SOURCE PASSAGE |
————————

This installation is born from the haunting imagery and critical lens of Forces of Form: The Vrolik Museum by L. Kooijmans—a photographic exploration of malformed infants, preserved and displayed in glass jars.
These children, never given a chance to live, exist only as specimens—stripped of identity, reduced to mere bodies without names or stories. This sterile exhibition embodies a brutal, inhuman exercise of so-called “natural selection,” where life deemed “imperfect” is systematically erased through human intervention.
The work confronts this chilling legacy head-on. It condemns the cold, clinical violence that denies diversity and enforces a narrow definition of “normal.” It mourns the silenced lives and refuses to let them be forgotten.
In response, this piece creates coffins and graves—sacred spaces to honor those lost souls, giving form and dignity to what was denied. These structures stand as quiet protests against a history of cruelty and a reminder of the ethical abyss behind human attempts to control life itself.

————————

SUPPLIED ENTRIES |
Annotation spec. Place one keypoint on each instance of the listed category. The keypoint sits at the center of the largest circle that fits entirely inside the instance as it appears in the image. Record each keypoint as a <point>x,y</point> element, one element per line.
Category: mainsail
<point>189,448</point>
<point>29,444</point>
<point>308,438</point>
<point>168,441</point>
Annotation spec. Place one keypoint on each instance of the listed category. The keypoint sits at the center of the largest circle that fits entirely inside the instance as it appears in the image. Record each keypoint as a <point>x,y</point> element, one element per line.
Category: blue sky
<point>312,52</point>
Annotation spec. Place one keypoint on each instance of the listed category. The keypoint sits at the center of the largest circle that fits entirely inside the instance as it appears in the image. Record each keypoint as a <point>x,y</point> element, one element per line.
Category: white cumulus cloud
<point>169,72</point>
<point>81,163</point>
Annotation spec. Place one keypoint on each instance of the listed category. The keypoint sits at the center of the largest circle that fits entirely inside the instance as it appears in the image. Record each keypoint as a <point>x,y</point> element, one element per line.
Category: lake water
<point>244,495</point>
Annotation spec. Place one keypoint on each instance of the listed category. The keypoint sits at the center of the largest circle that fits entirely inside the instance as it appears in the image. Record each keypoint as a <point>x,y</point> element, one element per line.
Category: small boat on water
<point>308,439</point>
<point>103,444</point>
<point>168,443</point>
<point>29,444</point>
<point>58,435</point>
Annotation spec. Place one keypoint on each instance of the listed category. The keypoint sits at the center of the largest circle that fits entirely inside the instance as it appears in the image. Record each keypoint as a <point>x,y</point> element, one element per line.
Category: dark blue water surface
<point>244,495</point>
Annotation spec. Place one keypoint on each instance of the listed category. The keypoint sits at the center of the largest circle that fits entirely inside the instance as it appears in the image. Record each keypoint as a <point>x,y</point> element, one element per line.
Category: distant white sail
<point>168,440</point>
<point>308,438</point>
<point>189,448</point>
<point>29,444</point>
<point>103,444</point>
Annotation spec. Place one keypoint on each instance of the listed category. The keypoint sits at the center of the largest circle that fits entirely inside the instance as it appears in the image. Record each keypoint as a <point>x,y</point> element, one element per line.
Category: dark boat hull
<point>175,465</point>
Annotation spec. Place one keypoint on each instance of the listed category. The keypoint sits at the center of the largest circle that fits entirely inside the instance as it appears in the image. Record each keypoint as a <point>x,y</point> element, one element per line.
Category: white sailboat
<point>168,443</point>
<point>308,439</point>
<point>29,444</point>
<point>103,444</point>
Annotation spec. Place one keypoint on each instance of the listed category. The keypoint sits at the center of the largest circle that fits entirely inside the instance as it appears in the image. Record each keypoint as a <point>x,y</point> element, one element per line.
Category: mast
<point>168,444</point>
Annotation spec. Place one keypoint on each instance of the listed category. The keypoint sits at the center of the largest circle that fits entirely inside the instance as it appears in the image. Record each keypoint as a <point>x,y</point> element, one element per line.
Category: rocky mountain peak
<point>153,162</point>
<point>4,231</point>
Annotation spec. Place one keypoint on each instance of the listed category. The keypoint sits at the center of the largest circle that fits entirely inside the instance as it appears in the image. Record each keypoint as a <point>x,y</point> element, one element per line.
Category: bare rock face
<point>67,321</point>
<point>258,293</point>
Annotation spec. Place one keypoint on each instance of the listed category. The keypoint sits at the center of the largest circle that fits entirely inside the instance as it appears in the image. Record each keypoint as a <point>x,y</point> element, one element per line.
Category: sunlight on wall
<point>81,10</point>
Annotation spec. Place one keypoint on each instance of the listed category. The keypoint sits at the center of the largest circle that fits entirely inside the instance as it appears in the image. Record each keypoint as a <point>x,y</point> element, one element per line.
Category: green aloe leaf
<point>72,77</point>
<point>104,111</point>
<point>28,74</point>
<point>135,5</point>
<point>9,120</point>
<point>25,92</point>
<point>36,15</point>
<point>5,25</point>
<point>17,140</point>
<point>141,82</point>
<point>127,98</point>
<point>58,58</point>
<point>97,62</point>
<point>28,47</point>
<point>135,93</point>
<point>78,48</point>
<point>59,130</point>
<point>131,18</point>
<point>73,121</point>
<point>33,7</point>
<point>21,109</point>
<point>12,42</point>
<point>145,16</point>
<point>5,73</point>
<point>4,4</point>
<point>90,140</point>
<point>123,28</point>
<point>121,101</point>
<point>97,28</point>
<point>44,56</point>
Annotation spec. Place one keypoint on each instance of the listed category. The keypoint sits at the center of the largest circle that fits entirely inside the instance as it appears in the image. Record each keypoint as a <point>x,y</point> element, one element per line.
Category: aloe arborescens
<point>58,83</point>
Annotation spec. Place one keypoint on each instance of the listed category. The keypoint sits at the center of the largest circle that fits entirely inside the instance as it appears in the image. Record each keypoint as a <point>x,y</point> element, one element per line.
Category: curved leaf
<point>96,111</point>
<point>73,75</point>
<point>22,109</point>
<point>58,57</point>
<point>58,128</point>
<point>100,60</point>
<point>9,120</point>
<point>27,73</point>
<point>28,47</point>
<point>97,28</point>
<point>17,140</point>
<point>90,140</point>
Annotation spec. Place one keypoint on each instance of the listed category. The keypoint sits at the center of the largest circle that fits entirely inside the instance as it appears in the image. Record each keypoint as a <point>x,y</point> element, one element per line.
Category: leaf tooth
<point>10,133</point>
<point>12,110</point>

————————

PROBLEM A | In the installation statement, rewrite the stretch from "These children, never" through "them be forgotten.", replacing "specimens" with "objects".
PROBLEM B | What does the piece described in the installation statement create to honor the lost souls?

OUTPUT A |
These children, never given a chance to live, exist only as objects—stripped of identity, reduced to mere bodies without names or stories. This sterile exhibition embodies a brutal, inhuman exercise of so-called “natural selection,” where life deemed “imperfect” is systematically erased through human intervention.
The work confronts this chilling legacy head-on. It condemns the cold, clinical violence that denies diversity and enforces a narrow definition of “normal.” It mourns the silenced lives and refuses to let them be forgotten.

OUTPUT B | Coffins and graves.